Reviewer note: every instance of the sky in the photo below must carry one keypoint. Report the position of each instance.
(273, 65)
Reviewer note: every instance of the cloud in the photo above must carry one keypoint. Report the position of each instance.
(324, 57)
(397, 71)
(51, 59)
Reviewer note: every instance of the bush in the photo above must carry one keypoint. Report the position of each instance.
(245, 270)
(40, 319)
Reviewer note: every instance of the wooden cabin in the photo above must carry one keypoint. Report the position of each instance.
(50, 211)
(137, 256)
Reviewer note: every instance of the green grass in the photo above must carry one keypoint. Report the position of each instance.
--
Can you give every entry above as a numbered list, leaving out any blank lines?

1. Reviewer note: every instance of the sky in the photo below must carry one keypoint. Report the position of each instance.
2. (273, 65)
3. Reviewer note: every instance of the cloud in the photo above must carry one keypoint. Report the position of each instance.
4. (324, 57)
5. (397, 71)
6. (51, 59)
7. Reviewer note: every instance of the bush in the photo above must carry one keypoint. Report the position of each instance.
8. (245, 270)
9. (40, 319)
10. Reviewer note: every instance of the wooden cabin in the photo above must carry one keypoint. Report the position of each instance.
11. (50, 211)
12. (137, 256)
13. Reviewer note: every instance of the green grass in the photo above must carry one keypoint. Report the position of each instance.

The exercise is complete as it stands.